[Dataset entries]
⁂

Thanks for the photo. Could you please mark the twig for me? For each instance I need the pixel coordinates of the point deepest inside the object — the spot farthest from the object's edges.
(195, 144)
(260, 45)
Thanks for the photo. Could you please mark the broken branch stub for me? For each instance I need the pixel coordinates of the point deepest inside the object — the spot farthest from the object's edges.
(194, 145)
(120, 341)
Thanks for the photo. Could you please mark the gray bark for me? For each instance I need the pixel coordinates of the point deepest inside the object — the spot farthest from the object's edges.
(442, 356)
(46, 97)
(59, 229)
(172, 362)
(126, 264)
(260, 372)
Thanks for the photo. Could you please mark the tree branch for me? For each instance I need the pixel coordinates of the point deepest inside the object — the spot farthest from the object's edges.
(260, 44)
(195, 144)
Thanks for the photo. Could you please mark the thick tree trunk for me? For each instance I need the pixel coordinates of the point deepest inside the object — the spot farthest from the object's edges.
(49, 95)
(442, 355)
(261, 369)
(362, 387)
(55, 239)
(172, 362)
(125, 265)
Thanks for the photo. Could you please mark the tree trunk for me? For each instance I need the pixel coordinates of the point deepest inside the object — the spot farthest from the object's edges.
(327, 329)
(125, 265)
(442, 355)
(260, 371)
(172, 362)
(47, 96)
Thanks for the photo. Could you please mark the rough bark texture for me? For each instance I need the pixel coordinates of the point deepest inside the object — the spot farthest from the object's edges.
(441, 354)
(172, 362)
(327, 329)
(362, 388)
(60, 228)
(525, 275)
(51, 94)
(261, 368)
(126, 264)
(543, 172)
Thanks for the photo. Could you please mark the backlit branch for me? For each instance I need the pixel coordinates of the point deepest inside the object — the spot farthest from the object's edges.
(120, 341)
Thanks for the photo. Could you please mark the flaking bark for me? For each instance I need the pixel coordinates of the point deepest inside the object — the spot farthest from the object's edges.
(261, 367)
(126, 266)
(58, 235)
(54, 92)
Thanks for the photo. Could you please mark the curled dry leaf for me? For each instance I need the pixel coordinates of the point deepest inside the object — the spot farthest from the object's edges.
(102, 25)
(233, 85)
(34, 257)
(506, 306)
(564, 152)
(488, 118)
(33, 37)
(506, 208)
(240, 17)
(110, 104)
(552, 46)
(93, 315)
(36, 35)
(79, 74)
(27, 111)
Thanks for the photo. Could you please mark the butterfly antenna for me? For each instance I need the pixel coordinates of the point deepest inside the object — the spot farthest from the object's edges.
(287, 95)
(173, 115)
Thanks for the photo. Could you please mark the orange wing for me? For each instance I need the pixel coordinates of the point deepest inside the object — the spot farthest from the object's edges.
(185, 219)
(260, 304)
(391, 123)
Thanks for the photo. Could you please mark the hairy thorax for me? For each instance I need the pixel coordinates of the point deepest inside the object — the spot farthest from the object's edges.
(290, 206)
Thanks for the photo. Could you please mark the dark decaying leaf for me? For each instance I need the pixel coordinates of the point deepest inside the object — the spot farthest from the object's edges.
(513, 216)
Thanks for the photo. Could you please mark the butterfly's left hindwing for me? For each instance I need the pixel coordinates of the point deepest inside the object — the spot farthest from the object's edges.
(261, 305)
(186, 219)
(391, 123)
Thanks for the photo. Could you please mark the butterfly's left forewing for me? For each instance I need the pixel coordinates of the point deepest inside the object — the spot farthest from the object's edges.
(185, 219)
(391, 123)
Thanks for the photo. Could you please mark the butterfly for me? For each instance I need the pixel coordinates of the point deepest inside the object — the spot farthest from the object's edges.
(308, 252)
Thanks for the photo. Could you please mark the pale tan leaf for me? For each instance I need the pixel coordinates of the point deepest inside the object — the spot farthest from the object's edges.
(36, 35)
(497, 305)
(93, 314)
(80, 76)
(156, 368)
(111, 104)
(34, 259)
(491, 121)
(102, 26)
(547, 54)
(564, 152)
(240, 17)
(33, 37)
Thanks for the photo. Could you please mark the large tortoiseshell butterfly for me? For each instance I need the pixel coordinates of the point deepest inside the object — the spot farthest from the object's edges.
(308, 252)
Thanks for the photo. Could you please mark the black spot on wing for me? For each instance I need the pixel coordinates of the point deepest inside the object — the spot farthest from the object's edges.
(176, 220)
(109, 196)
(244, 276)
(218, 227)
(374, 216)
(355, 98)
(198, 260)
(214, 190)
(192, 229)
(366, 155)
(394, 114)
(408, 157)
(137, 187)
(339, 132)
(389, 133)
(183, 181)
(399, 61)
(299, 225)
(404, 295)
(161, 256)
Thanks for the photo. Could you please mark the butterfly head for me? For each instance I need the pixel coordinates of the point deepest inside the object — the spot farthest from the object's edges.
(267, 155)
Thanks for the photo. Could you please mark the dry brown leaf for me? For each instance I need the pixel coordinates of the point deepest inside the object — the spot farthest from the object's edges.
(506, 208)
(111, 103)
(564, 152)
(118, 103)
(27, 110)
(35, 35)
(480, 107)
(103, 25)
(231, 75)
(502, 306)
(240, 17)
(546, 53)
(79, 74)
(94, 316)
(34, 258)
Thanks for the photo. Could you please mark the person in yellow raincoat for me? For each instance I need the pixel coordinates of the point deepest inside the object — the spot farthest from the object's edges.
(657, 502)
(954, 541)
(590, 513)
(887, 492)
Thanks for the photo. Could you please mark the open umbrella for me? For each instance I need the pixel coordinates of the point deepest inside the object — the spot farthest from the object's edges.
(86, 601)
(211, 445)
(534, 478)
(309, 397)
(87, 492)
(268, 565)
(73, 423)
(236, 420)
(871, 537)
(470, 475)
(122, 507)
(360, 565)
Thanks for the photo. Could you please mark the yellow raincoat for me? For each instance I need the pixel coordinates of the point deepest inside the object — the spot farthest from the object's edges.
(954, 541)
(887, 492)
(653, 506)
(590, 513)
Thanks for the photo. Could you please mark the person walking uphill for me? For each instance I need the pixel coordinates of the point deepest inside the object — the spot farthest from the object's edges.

⁂

Work item >> An exact copy of all the records is the expected answer.

Task answer >>
Thanks for the photo. Could you please mark the twig for me? For each instance I need the pixel coordinates of the point deepest inside the object — the spot farthest from the object's edges.
(195, 144)
(260, 45)
Thanks for the photo. Could you please mark the broken branch stub for me? For each instance I need the pixel coordinates of the point deepest inside the object — the spot farthest from the object's edges.
(194, 145)
(120, 341)
Thanks for the photo. Could you please mark the gray bark for me? For each instance I need the pixel coordinates of the point deepest inside the object — the spot farthest from the object's edges.
(442, 356)
(46, 97)
(59, 229)
(172, 362)
(126, 264)
(260, 372)
Thanks for the photo. Could you please mark the tree branch for me? For each instance I need the pixel coordinates of the point deepest inside the object — the spot farthest from the object's edges.
(260, 44)
(195, 144)
Thanks for the photo. Could you please mark the thick tree trunk for me? For each instance I need the pixel coordinates of the point deepest inside the object — the spot farthest from the object's edges.
(49, 95)
(442, 355)
(261, 369)
(362, 387)
(55, 239)
(172, 362)
(125, 265)
Thanks for the photo. Could you please mark the tree trunk for me? For each instance I need the pixel coordinates of the point deepest inside the object — the spot farthest from the object's edges.
(327, 329)
(125, 265)
(442, 355)
(260, 371)
(172, 362)
(47, 96)
Thanks for the photo. Could you please mark the rough bark texture for me? For each instance I need the pixel coordinates of the point deepest inside the object — the spot farthest from the object's edges.
(441, 354)
(172, 362)
(327, 329)
(362, 388)
(60, 228)
(525, 275)
(51, 94)
(261, 368)
(126, 264)
(543, 172)
Thanks for the photo. Could you please mark the backlit branch for me? For each instance I need the pixel coordinates of the point deepest inside the object — the spot farthest from the object's edges.
(120, 341)
Thanks for the photo. Could you please mark the flaking bark for me? For each instance I need the pixel coordinates of the point deepest inside the object — the spot farthest from the object's edges.
(261, 367)
(126, 266)
(58, 235)
(54, 92)
Thanks for the photo. Could you please mark the curled dry leaf for me? For each instance I need the pixel coordinates of the point deepest inside the object — the spot farthest from the object's edges.
(102, 25)
(233, 85)
(34, 257)
(506, 306)
(564, 152)
(488, 118)
(33, 37)
(506, 208)
(240, 17)
(110, 104)
(552, 46)
(93, 315)
(36, 35)
(79, 74)
(27, 111)
Thanks for the photo. Could you please mark the butterfly antenna for me? For each instance I need the pixel coordinates of the point deepest inside the object — the spot farthest from the object's edges.
(287, 95)
(173, 115)
Thanks for the photo. Could you please mark the orange wing for me? For each instance I need the pixel coordinates of the point deepest inside the object — the spot farthest from the object's edges.
(185, 219)
(260, 304)
(391, 123)
Thanks for the photo. Could you please mark the hairy thorax for me? For each instance I need the pixel coordinates of the point deepest inside the object — the spot farthest from the object's edges.
(290, 206)
Thanks for the photo. Could you please mark the dark decaying leaf for me? For each instance I need the pixel coordinates of the point deepest inside the object — the spot farthest from the object's edges.
(513, 216)
Thanks for the photo. Could you please mark the butterfly's left hindwing for me? For each instance I need the pixel coordinates of the point deepest inside the object — the spot farthest from the object's edges.
(261, 305)
(186, 219)
(391, 123)
Thanks for the photo. Could you please mark the butterfly's left forewing for me? For each instance I need the pixel coordinates of the point deepest inside the object — the spot farthest from the object's edges.
(185, 219)
(391, 123)
Thanks for the photo. Could you please mark the butterfly for me? For each instance I need the pixel coordinates of the point deepest inside the object — the spot farthest from the object's edges.
(308, 252)
Thanks for the photo. Could you please mark the pale tan leaf for me? For each instance I need the pixel coordinates of the point deepest inside the object — the spot farthest from the object's edges.
(36, 35)
(497, 305)
(93, 314)
(80, 76)
(156, 368)
(111, 104)
(34, 259)
(491, 121)
(102, 26)
(547, 54)
(564, 152)
(240, 17)
(33, 37)
Thanks for the photo. Could you please mark the large tortoiseshell butterfly for me? For each instance I need the pixel coordinates of the point deepest inside the object — the spot farthest from the object's edges.
(308, 252)
Thanks for the photo. Could you please mark the black spot on wing for me? For each instance I need the pixel coordinates of the point deepest inside the object — the spot farthest from the object's edges.
(176, 220)
(109, 196)
(244, 276)
(218, 227)
(374, 216)
(355, 98)
(198, 260)
(214, 190)
(192, 229)
(366, 155)
(394, 114)
(408, 157)
(137, 187)
(339, 132)
(389, 133)
(183, 181)
(399, 61)
(299, 225)
(404, 295)
(161, 256)
Thanks for the photo. Could you please mark the butterfly head for me? For each instance I need the pixel coordinates of the point deepest inside the object — the spot farthest from the object's edges.
(267, 155)
Thanks for the photo. Could you please mark the dry brown leaf for me? For each instance I need the pixel coordinates of the point deepest inside the object — the spot farthest from the object's edges.
(506, 208)
(111, 103)
(564, 152)
(118, 103)
(27, 110)
(35, 35)
(480, 107)
(103, 25)
(231, 75)
(502, 306)
(240, 17)
(546, 53)
(79, 74)
(94, 316)
(34, 258)
Thanks for the photo. Could you please mark the person in yellow raincoat for me? For each instance I need the pixel coordinates of the point deepest inside the object — the spot farthest from the object's edges.
(657, 502)
(954, 541)
(590, 513)
(887, 492)
Thanks for the photo. Could you please mark the open umbrella for me? For each instance I need the pixel coordinates of the point deepest inside the object — the spot farthest from the object's edges.
(86, 601)
(211, 445)
(534, 478)
(309, 397)
(87, 492)
(268, 565)
(73, 423)
(236, 420)
(871, 537)
(470, 475)
(122, 507)
(360, 565)
Thanks for the photo. Could you please mark the yellow raincoat for me? For each instance I need the pixel coordinates of the point deepest inside the object — the spot farthest from the object's edges.
(954, 541)
(887, 492)
(653, 506)
(590, 513)
Thanks for the photo. Could you please mark the person walking uphill for me? For each instance I need the pixel coordinates of the point deepest inside the object — the spot farthest from the object's edges.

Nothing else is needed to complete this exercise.